===== Passage given =====
Term Paper 2014 11 Pages

Business economics - Business Management, Corporate Governance

Excerpt

Table of Content

Introduction

Theories

Hofstede’s Culture Theory

Corporate Governance

Internal Organisation

Entry Strategies

Coca Cola Company USA

Hofstede on USA

Corporate Governance (CSR, Sustainability) of The Coca-Cola Company

Internal Organisation of The Coca-Cola Company

Cultural impact on Entry Strategies

Coca Cola Amatil Ltd.

Entry mode used in Australia

Corporate governance

Internal Organisation

US Culture in Australia – was it successful?

Impact of local culture and institutions on company

Conclusion

References

Introduction

This paper will look into how cultures and institutions still affect a company’s corporate governance and internal organization in their home country, but also determine whether this home country culture is then transferred onto their companies in host countries. It will also look into how both home and host country culture have an effect on a company’s choice of entry strategy. The subject of this paper is Coca Cola invented in 1886 in USA (History of Bottling, 2014). The home country of The Coca-Cola Company (TCC) is therefore USA and the host country that we will be looking at in this paper is its bottling partner Coca-Cola Amatil Ltd. (CCA) in Australia.
=====
Things to do:
a. Reproduce word for word the section of the Coca-Cola term paper that begins at the words "US Culture in" and ends after the words "(CCA) in Australia.".
b. According to the Coca-Cola term paper, which bottling partner in which country serves as the host-country case?
c. Write the next part of the Coca-Cola term paper, starting right after the last sentence of its introduction.
===== Data excerpts =====
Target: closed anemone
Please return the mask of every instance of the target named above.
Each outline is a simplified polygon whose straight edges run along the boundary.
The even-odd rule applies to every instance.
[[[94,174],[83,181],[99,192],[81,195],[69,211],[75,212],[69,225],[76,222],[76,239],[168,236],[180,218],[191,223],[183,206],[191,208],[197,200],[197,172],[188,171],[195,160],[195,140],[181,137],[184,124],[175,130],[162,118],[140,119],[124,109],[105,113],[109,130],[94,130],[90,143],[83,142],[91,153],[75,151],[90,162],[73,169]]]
=====
===== Data excerpts =====
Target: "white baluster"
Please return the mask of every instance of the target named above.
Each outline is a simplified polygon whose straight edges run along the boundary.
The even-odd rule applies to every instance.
=====
Outputs for the tasks:
a.
US Culture in Australia – was it successful?

Impact of local culture and institutions on company

Conclusion

References

Introduction

This paper will look into how cultures and institutions still affect a company’s corporate governance and internal organization in their home country, but also determine whether this home country culture is then transferred onto their companies in host countries. It will also look into how both home and host country culture have an effect on a company’s choice of entry strategy. The subject of this paper is Coca Cola invented in 1886 in USA (History of Bottling, 2014). The home country of The Coca-Cola Company (TCC) is therefore USA and the host country that we will be looking at in this paper is its bottling partner Coca-Cola Amatil Ltd. (CCA) in Australia.

b. Coca-Cola Amatil Ltd. (CCA) in Australia.

c.
Theories

Hofstede’s Culture Theory

Geert Hofstede born in 1928 defines culture as “the collective programming of the mind that distinguishes one group or category of people from another” (Hofstede, 2011). His intercultural research led him to determine a country’s culture through the following categories: Power distance, Individualism, Masculinity and Uncertainty avoidance. Power distance is “the extent to which the less powerful members of institutions and organisations within a country expect and accept that power is distributed unequally” (Hofstede, 2001). Individualism establishes “the degree of interdependence a society maintains among its members” (Hofstede, 2001). Masculinity determines “the distribution of emotional roles between the genders” (Hofstede, 2001) in a society, e.g. assertiveness being a more masculine trait and caring being a more feminine trait. Uncertainty avoidance describes “the extent to which the members of a culture feel threatened by ambiguous or unknown situations and have created beliefs and institutions that try to avoid these” (Hofstede, 2001).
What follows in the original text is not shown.